(Records from a pointing dataset)
-----

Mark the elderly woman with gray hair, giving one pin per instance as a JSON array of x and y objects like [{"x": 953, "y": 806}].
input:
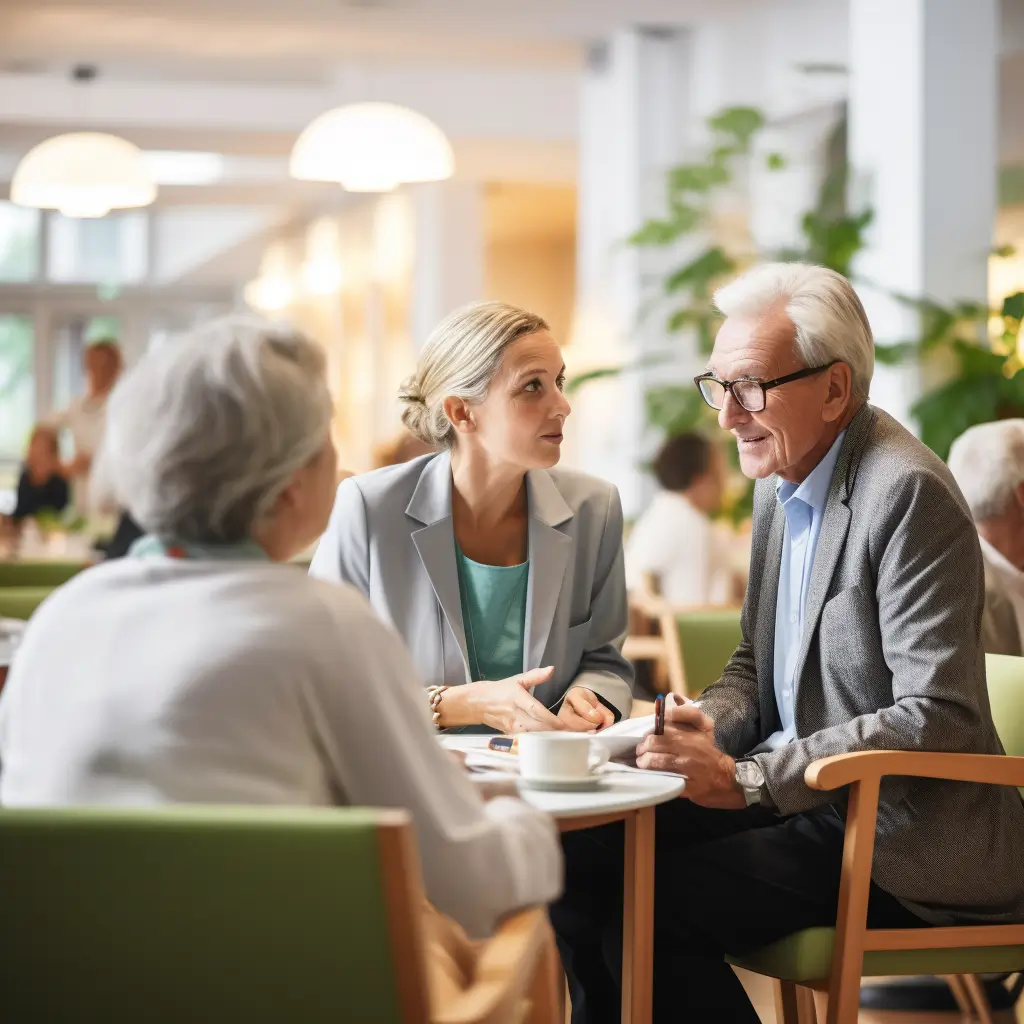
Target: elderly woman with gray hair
[
  {"x": 202, "y": 670},
  {"x": 503, "y": 573}
]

-----

Directions for this task:
Convert the records above into a Markdown table with the columns "Row" and "Line," placing one line per row with its row number and omitting any blank lines. Leave the pictures out of the table.

Exercise answer:
| Row | Line |
|---|---|
| 1 | Mark the elderly woman with gray hair, giving one pin per instance as a JSON array of x and y objects like [{"x": 953, "y": 806}]. |
| 2 | input: |
| 3 | Target: elderly woman with gray hair |
| 4 | [ |
| 5 |   {"x": 202, "y": 670}, |
| 6 |   {"x": 503, "y": 573} |
| 7 | ] |